> _Short exercise_
Reproduce the data below verbatim, from the line containing "Question. Locate the black-framed" to the line containing "x=575 y=261", including both of those lines.

(Records from a collection)
◆ ◆ ◆
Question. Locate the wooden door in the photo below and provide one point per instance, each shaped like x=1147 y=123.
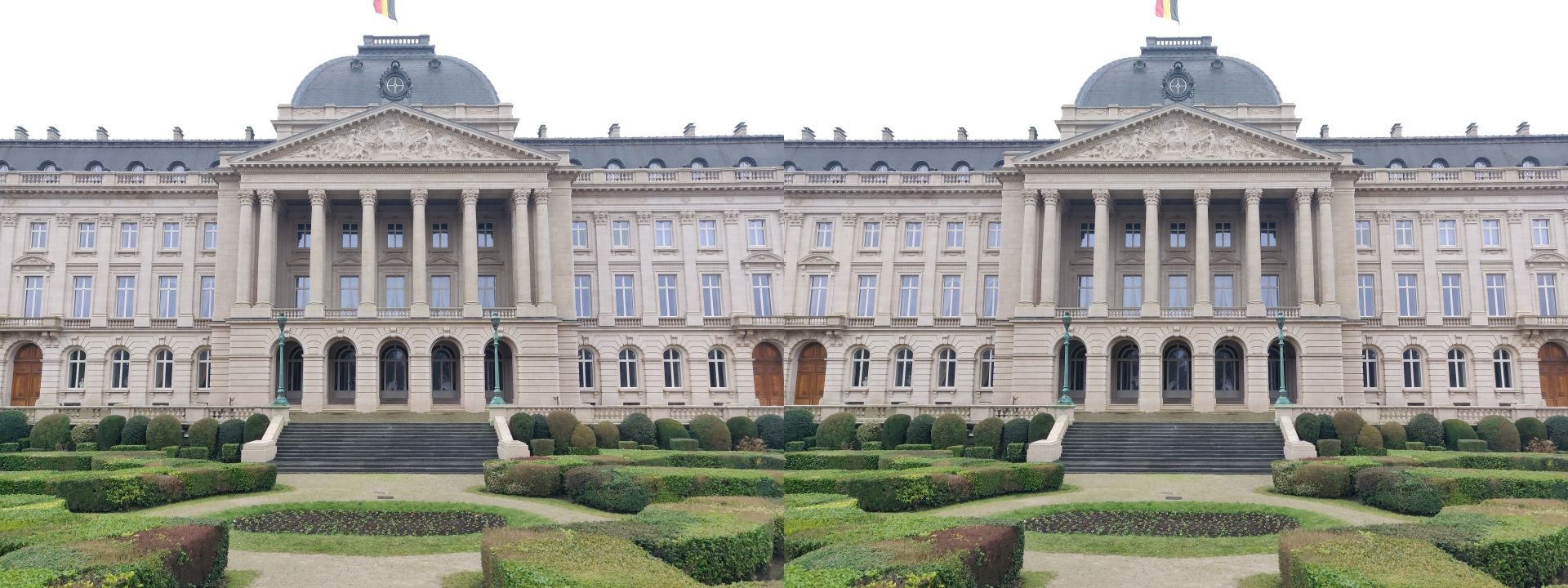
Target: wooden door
x=811 y=371
x=25 y=373
x=767 y=373
x=1554 y=375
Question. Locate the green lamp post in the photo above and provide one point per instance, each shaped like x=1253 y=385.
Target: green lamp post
x=496 y=399
x=1285 y=397
x=1067 y=358
x=281 y=400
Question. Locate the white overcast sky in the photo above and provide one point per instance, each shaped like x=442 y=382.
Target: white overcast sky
x=922 y=68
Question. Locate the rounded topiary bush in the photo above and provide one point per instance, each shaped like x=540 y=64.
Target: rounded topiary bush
x=920 y=430
x=640 y=429
x=1040 y=427
x=836 y=431
x=608 y=436
x=896 y=430
x=163 y=431
x=51 y=433
x=710 y=433
x=1307 y=427
x=110 y=430
x=949 y=430
x=1499 y=433
x=136 y=431
x=1424 y=429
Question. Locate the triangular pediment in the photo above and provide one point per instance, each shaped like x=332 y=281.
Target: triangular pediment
x=394 y=134
x=1178 y=134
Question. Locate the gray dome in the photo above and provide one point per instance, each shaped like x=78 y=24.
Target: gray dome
x=431 y=78
x=1215 y=80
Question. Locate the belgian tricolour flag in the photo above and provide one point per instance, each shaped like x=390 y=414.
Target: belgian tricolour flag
x=388 y=8
x=1162 y=8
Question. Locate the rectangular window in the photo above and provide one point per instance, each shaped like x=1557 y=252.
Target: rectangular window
x=1496 y=295
x=908 y=295
x=1448 y=234
x=1452 y=303
x=1366 y=294
x=712 y=295
x=441 y=292
x=1225 y=292
x=625 y=295
x=952 y=295
x=82 y=296
x=761 y=295
x=33 y=296
x=347 y=292
x=668 y=300
x=621 y=234
x=817 y=296
x=866 y=296
x=664 y=234
x=823 y=235
x=1409 y=295
x=582 y=295
x=87 y=235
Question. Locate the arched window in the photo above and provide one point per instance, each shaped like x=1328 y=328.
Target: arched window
x=119 y=369
x=717 y=369
x=1503 y=369
x=671 y=369
x=76 y=369
x=862 y=368
x=627 y=366
x=987 y=369
x=903 y=368
x=947 y=369
x=1459 y=375
x=1411 y=369
x=1370 y=369
x=163 y=369
x=586 y=369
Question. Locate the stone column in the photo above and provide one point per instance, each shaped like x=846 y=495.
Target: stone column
x=1152 y=253
x=521 y=257
x=1254 y=256
x=247 y=253
x=470 y=255
x=1203 y=298
x=318 y=269
x=265 y=252
x=369 y=276
x=419 y=234
x=1101 y=306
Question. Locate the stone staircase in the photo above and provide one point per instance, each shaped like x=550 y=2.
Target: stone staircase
x=403 y=448
x=1165 y=448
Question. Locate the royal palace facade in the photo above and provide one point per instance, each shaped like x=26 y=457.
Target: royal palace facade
x=1176 y=220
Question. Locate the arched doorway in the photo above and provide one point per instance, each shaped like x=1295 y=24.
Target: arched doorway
x=27 y=372
x=767 y=373
x=811 y=372
x=1554 y=375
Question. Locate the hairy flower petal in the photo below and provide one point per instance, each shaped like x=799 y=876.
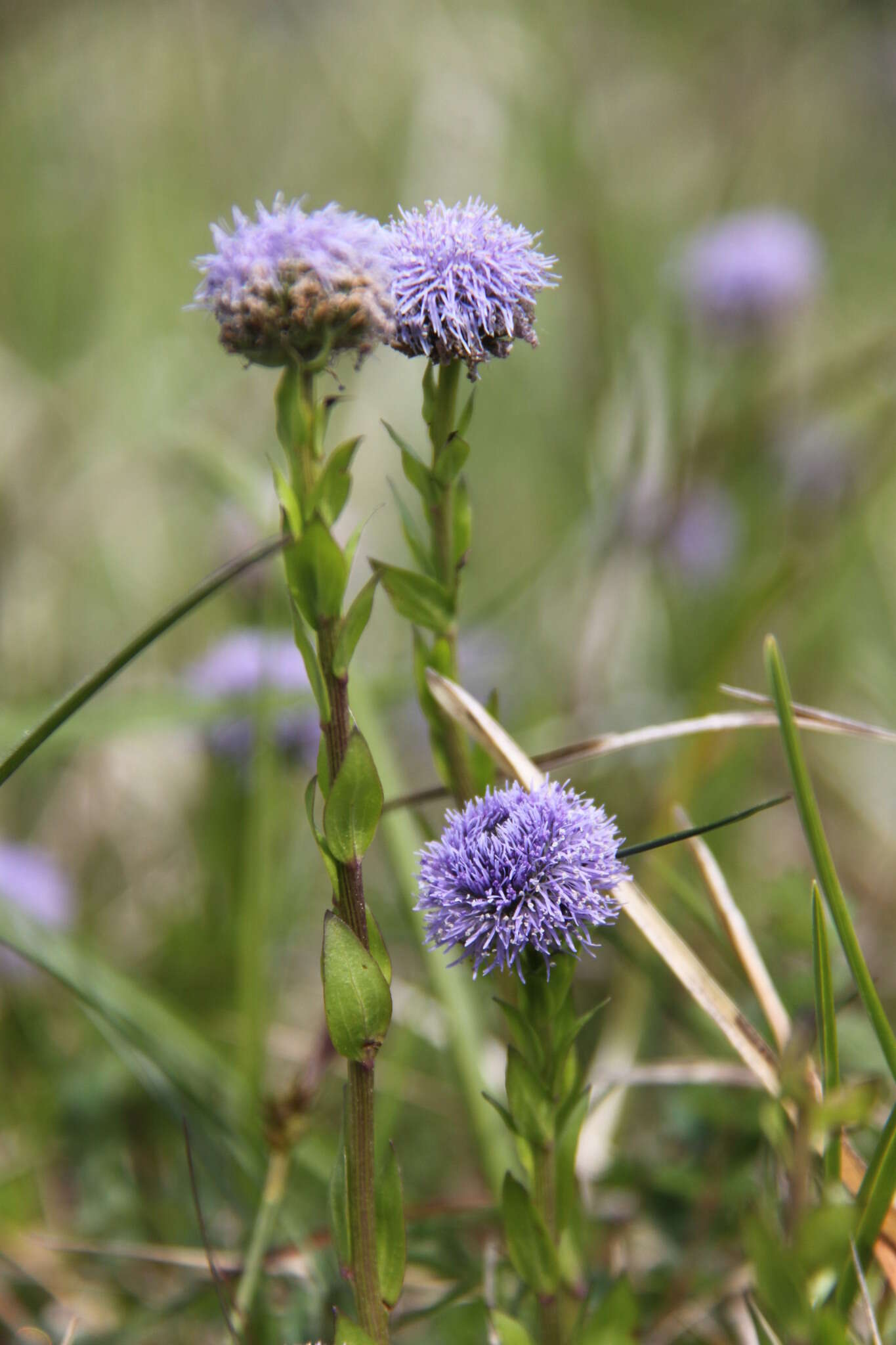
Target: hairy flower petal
x=464 y=283
x=519 y=871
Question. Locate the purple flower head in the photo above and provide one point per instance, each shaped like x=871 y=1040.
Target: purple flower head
x=519 y=871
x=32 y=880
x=246 y=663
x=289 y=283
x=750 y=271
x=704 y=536
x=464 y=283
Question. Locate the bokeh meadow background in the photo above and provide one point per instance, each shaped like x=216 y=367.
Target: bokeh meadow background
x=649 y=499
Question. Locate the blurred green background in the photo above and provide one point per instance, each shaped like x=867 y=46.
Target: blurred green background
x=135 y=458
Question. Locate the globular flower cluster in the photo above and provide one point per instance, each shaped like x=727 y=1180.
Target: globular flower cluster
x=247 y=663
x=747 y=272
x=464 y=283
x=517 y=872
x=292 y=284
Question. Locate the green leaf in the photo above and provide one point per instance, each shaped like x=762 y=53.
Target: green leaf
x=530 y=1245
x=378 y=947
x=821 y=854
x=86 y=689
x=567 y=1145
x=330 y=862
x=530 y=1103
x=312 y=666
x=417 y=598
x=333 y=485
x=414 y=467
x=317 y=576
x=508 y=1331
x=874 y=1200
x=347 y=1333
x=358 y=1003
x=461 y=522
x=339 y=1197
x=391 y=1250
x=826 y=1021
x=416 y=542
x=288 y=503
x=355 y=802
x=352 y=627
x=523 y=1032
x=452 y=459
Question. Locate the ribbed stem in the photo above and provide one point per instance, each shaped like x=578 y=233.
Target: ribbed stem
x=359 y=1138
x=442 y=526
x=544 y=1197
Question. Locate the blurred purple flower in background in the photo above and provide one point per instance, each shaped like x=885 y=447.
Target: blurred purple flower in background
x=32 y=880
x=292 y=282
x=519 y=871
x=247 y=663
x=747 y=272
x=704 y=536
x=464 y=283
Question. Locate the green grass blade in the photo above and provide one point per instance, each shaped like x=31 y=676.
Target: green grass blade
x=875 y=1197
x=821 y=854
x=826 y=1021
x=194 y=1067
x=86 y=689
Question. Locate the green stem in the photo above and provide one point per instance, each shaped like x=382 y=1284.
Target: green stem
x=442 y=527
x=544 y=1199
x=263 y=1232
x=360 y=1136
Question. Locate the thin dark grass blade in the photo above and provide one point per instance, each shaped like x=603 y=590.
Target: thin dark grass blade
x=702 y=830
x=86 y=689
x=826 y=1021
x=822 y=857
x=875 y=1197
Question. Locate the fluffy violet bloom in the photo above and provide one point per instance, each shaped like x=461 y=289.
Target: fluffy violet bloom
x=464 y=283
x=519 y=871
x=289 y=283
x=246 y=663
x=32 y=880
x=747 y=272
x=704 y=536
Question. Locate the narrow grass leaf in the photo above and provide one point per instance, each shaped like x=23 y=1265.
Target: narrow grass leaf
x=822 y=857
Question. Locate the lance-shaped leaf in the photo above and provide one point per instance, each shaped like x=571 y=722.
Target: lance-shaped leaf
x=330 y=864
x=378 y=947
x=391 y=1251
x=312 y=665
x=508 y=1331
x=354 y=803
x=356 y=998
x=530 y=1103
x=352 y=627
x=417 y=598
x=822 y=857
x=317 y=575
x=414 y=467
x=826 y=1021
x=530 y=1245
x=333 y=485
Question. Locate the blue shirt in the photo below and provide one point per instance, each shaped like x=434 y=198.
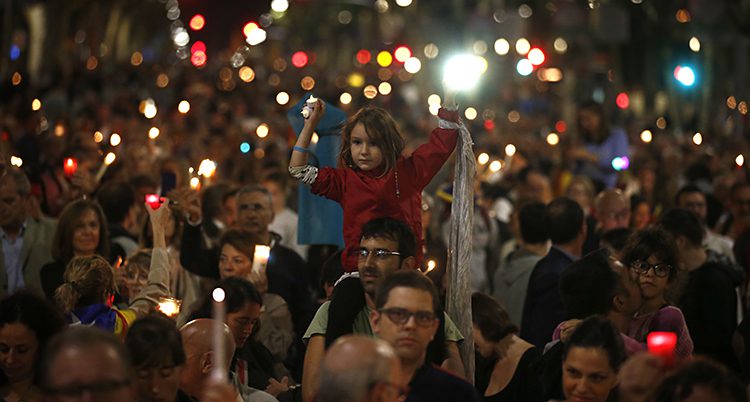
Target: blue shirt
x=12 y=255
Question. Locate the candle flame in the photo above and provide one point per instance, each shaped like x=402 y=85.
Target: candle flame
x=218 y=295
x=110 y=158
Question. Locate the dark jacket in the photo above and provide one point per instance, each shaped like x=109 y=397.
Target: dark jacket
x=709 y=304
x=543 y=308
x=286 y=271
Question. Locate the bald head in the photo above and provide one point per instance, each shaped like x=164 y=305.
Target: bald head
x=196 y=336
x=196 y=339
x=356 y=368
x=612 y=208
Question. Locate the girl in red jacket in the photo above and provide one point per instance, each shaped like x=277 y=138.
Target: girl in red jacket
x=373 y=179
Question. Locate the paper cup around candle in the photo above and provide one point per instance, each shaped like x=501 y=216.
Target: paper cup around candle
x=170 y=306
x=260 y=259
x=70 y=165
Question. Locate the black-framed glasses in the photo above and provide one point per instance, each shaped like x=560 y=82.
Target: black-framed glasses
x=642 y=267
x=401 y=316
x=379 y=253
x=402 y=390
x=77 y=390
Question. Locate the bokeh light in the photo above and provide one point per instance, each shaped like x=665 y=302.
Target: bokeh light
x=523 y=46
x=502 y=47
x=483 y=158
x=153 y=132
x=370 y=92
x=247 y=74
x=282 y=98
x=245 y=147
x=646 y=136
x=402 y=53
x=384 y=88
x=197 y=22
x=115 y=139
x=560 y=45
x=364 y=56
x=524 y=67
x=262 y=130
x=695 y=44
x=299 y=59
x=536 y=56
x=279 y=6
x=384 y=59
x=412 y=65
x=183 y=107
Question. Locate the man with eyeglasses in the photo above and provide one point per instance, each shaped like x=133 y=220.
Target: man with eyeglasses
x=405 y=316
x=387 y=245
x=287 y=274
x=709 y=300
x=25 y=241
x=357 y=368
x=86 y=363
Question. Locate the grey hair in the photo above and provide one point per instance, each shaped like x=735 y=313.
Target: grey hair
x=255 y=188
x=354 y=384
x=22 y=182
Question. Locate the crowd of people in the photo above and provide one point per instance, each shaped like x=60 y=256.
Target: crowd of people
x=575 y=261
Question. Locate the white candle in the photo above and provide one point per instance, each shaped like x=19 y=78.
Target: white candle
x=260 y=259
x=219 y=369
x=107 y=161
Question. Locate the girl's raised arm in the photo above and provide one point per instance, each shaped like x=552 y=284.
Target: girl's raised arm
x=299 y=152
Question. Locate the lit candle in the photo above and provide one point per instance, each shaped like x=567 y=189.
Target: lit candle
x=662 y=344
x=70 y=165
x=430 y=266
x=107 y=161
x=195 y=183
x=260 y=259
x=219 y=369
x=170 y=306
x=207 y=169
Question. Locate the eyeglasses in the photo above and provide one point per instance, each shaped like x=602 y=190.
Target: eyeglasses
x=77 y=390
x=403 y=391
x=401 y=316
x=642 y=267
x=379 y=253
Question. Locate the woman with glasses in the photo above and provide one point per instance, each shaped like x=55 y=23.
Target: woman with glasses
x=651 y=255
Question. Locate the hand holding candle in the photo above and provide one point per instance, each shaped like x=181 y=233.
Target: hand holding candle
x=70 y=165
x=663 y=344
x=218 y=370
x=107 y=161
x=258 y=272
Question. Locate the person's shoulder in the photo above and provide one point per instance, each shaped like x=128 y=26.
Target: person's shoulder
x=444 y=383
x=282 y=251
x=256 y=395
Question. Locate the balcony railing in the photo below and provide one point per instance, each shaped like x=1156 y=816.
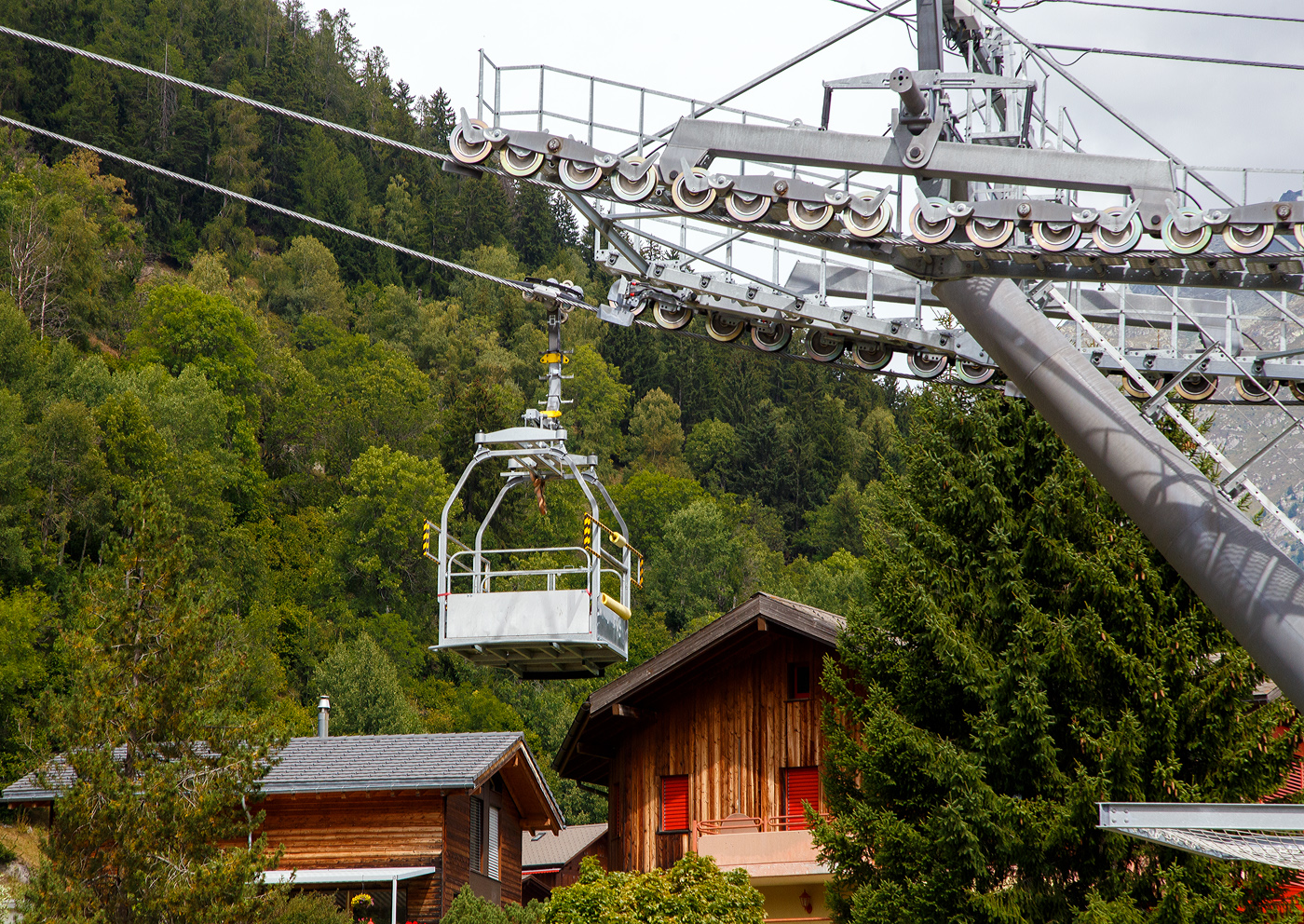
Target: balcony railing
x=756 y=842
x=752 y=823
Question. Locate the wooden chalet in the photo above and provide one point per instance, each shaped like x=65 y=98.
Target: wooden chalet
x=404 y=820
x=550 y=859
x=714 y=746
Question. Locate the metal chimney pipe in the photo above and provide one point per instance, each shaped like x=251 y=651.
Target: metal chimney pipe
x=1249 y=584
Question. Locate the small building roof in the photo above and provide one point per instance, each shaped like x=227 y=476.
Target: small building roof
x=375 y=763
x=551 y=849
x=736 y=633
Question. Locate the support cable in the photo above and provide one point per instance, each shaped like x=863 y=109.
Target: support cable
x=773 y=72
x=224 y=94
x=1163 y=56
x=289 y=212
x=446 y=264
x=1095 y=98
x=1160 y=9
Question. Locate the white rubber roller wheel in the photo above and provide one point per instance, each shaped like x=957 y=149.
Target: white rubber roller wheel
x=930 y=232
x=521 y=163
x=771 y=338
x=635 y=190
x=463 y=150
x=1186 y=242
x=1134 y=390
x=988 y=235
x=867 y=227
x=577 y=176
x=687 y=201
x=806 y=216
x=1118 y=241
x=747 y=206
x=1256 y=390
x=871 y=355
x=926 y=365
x=672 y=319
x=823 y=346
x=1056 y=236
x=973 y=373
x=726 y=327
x=1247 y=238
x=1197 y=387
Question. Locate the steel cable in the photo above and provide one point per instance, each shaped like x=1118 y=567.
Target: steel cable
x=289 y=212
x=201 y=88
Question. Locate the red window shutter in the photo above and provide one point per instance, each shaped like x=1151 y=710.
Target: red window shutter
x=801 y=784
x=674 y=803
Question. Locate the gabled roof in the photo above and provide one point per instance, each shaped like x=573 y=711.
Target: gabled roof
x=550 y=849
x=372 y=763
x=732 y=635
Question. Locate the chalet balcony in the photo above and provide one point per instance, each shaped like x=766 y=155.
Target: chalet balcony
x=771 y=849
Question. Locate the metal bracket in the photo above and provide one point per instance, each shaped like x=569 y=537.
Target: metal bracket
x=916 y=150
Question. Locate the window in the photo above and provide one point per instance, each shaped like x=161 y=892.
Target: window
x=798 y=682
x=801 y=784
x=492 y=846
x=478 y=833
x=674 y=803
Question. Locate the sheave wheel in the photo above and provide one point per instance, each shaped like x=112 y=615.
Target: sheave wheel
x=688 y=201
x=867 y=227
x=521 y=163
x=463 y=150
x=1118 y=241
x=634 y=190
x=930 y=232
x=926 y=365
x=823 y=346
x=806 y=216
x=724 y=327
x=871 y=355
x=1182 y=241
x=1197 y=387
x=1056 y=236
x=1256 y=390
x=672 y=319
x=577 y=176
x=988 y=235
x=1134 y=390
x=1248 y=238
x=747 y=206
x=771 y=338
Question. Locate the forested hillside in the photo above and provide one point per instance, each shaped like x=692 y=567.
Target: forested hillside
x=303 y=401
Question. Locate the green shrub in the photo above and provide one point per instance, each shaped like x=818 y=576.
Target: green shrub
x=691 y=891
x=469 y=908
x=312 y=907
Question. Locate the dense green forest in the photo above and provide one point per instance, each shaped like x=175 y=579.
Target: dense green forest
x=304 y=401
x=267 y=414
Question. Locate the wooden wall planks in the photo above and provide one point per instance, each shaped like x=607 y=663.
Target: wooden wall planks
x=732 y=731
x=343 y=830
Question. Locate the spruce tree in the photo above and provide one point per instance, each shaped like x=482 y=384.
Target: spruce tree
x=1026 y=653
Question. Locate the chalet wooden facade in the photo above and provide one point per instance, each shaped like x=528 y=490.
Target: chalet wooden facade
x=714 y=746
x=395 y=825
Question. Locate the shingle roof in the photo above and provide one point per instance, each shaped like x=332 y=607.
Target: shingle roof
x=356 y=763
x=556 y=849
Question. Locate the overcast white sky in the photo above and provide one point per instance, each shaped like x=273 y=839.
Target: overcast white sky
x=1206 y=114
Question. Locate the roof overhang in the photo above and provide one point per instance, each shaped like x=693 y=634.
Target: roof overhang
x=609 y=711
x=341 y=876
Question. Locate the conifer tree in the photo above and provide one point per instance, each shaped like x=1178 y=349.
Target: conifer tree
x=159 y=756
x=1026 y=653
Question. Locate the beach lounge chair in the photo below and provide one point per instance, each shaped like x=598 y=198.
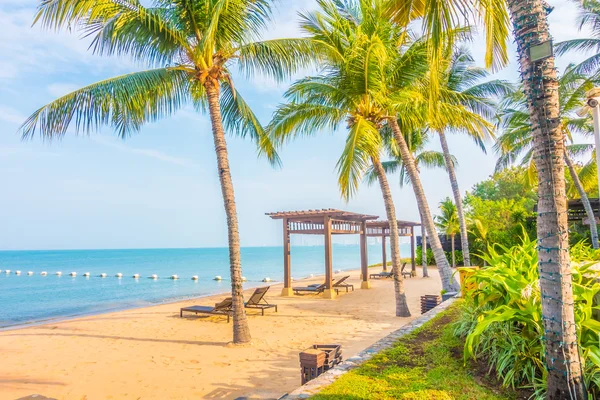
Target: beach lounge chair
x=222 y=308
x=257 y=300
x=313 y=289
x=341 y=284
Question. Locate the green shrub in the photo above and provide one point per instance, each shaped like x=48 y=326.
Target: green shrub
x=502 y=320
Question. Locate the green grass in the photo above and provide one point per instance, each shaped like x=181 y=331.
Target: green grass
x=425 y=365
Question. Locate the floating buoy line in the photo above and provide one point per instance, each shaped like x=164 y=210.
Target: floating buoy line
◆ ◆ ◆
> _Finished task_
Question. Locate the black-framed glasses in the photo above and provide one point per instance, each shaped like x=560 y=82.
Target: black-framed glasses
x=642 y=267
x=401 y=316
x=379 y=253
x=402 y=390
x=77 y=390
Question. Locate the bokeh light in the photo above and provide one point per instance, each shaped like x=665 y=302.
Target: bokeh light
x=523 y=46
x=502 y=47
x=483 y=158
x=153 y=132
x=370 y=92
x=247 y=74
x=282 y=98
x=245 y=147
x=646 y=136
x=402 y=53
x=384 y=88
x=197 y=22
x=115 y=139
x=560 y=45
x=364 y=56
x=524 y=67
x=262 y=130
x=695 y=44
x=299 y=59
x=536 y=56
x=279 y=6
x=384 y=59
x=412 y=65
x=183 y=107
Question. Locate the man with eyeglasses in the photo above and provide one point per instance, each shaped like x=133 y=220.
Target: man with eyeglasses
x=405 y=316
x=387 y=245
x=287 y=274
x=709 y=300
x=25 y=241
x=357 y=368
x=86 y=363
Question. Locate the grey hair in the photo above and provide one point per instance, each shaped like x=735 y=313.
Target: grey hair
x=255 y=188
x=354 y=384
x=22 y=182
Question. Locate the crowd of people in the photo above and provide one point per instance, each shaped like x=60 y=256.
Target: crowd of people
x=575 y=261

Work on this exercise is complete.